▸ Set problem a
Revise the passage of the patent text on liquefying natural gas from "SUMMARY OF THE" up to and including "the hydrocarbon stream.", putting "removal" in place of "recovery".
-- begin Page extract --
The present application claims priority from European Patent Application 06111666.1 filed 24 Mar. 2006.
FIELD OF THE INVENTION
The present invention relates to a method of liquefying a hydrocarbon stream such as a natural gas stream, thereby obtaining a liquefied hydrocarbon product such as liquefied natural gas (LNG).
BACKGROUND OF THE INVENTION
Several methods of liquefying a natural gas stream thereby obtaining LNG are known. It is desirable to liquefy a natural gas stream for a number of reasons. As an example, natural gas can be stored and transported over long distances more readily as a liquid than in gaseous form, because it occupies a smaller volume and does not need to be stored at high pressures.
Usually, the natural gas stream to be liquefied (mainly comprising methane) contains ethane, heavier hydrocarbons and possibly other components that are to be removed to a certain extent before the natural gas is liquefied. To this end, the natural gas stream is treated. One of the treatments involves the removal of at least some of the ethane, propane and higher hydrocarbons such as butane and propane.
US 2004/0079107 A1 discloses a process for liquefying natural gas in conjunction with producing a liquid stream containing predominantly hydrocarbons heavier than methane.
A problem of the method disclosed in US 2004/0079107 A1 is that it is rather complicated resulting in relatively high capital expenses (CAPEX). As an example, FIG. 1 of US 2004/0079107 A1 makes use of an intermediate refrigerant cycle 71, thereby relying heavily on external refrigeration. Furthermore the fractionation tower 19 comprises one or more reboilers 20 near the bottom of the tower 19 which heat and vaporize a portion of the liquids flowing down the tower 19 to provide the stripping vapors which flow up the tower 19.
SUMMARY OF THE INVENTION
It is an object of the invention to minimize the above problem, while at the same time maintaining or even improving the recovery of ethane and heavier hydrocarbons, in particular propane, from the hydrocarbon stream.
It is a further object of the present invention to provide an alternative method for liquefying a hydrocarbon stream, whilst at the same time recovering at least some of the ethane, propane and higher hydrocarbons such as butane and propane, in particular propane.
-- end Page extract --
-- begin Supplied material --
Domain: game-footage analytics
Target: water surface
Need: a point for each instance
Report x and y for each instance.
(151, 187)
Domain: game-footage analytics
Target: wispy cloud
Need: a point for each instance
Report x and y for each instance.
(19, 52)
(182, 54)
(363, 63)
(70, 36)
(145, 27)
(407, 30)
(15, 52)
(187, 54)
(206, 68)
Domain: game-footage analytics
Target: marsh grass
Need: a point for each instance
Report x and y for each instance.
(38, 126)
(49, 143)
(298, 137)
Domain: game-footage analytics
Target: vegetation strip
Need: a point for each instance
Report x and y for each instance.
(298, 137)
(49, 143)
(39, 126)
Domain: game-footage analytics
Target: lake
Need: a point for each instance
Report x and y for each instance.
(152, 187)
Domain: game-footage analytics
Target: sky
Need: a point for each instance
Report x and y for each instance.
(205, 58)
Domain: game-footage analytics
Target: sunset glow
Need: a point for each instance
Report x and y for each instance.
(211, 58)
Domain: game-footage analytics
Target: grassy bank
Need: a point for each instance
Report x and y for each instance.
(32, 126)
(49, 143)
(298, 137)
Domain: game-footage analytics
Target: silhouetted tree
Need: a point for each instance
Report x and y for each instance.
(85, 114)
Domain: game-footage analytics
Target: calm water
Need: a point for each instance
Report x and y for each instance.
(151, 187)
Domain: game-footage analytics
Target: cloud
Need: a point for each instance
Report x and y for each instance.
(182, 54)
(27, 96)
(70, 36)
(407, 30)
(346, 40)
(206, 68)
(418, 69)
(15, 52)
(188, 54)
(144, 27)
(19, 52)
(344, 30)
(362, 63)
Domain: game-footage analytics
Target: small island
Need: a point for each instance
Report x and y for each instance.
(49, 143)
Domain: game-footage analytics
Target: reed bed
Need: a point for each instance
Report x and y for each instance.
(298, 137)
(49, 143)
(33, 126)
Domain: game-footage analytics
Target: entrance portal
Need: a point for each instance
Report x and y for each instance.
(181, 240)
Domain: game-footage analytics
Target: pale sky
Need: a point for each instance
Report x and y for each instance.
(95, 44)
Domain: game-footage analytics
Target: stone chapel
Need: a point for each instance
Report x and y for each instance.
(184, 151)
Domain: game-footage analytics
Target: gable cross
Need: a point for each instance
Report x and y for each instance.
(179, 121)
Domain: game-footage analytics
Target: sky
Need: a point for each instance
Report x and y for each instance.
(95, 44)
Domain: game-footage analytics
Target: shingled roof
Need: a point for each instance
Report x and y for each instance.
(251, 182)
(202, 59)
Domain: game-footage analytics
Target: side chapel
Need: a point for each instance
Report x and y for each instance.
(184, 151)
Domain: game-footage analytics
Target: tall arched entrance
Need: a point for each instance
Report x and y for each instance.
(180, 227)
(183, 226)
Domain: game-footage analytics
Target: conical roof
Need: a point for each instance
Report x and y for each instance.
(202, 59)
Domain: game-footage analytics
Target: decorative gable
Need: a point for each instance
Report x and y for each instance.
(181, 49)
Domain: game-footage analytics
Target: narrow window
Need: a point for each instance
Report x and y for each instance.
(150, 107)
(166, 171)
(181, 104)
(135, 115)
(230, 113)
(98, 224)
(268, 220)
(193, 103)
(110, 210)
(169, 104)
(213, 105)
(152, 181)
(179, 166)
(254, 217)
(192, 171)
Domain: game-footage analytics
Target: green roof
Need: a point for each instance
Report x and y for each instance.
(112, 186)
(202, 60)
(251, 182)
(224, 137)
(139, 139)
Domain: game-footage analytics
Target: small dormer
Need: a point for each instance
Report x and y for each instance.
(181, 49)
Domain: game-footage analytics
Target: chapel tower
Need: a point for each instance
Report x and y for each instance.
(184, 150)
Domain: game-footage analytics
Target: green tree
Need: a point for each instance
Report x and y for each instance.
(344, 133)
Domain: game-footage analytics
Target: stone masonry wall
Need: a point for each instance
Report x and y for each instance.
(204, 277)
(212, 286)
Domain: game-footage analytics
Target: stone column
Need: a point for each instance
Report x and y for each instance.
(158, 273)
-- end Supplied material --
▸ Set problem b
Return every line of the records that contains the string "roof", matching case exactly.

▸ Written reply a
SUMMARY OF THE INVENTION
It is an object of the invention to minimize the above problem, while at the same time maintaining or even improving the removal of ethane and heavier hydrocarbons, in particular propane, from the hydrocarbon stream.

▸ Written reply b
Target: shingled roof
Target: conical roof
Target: green roof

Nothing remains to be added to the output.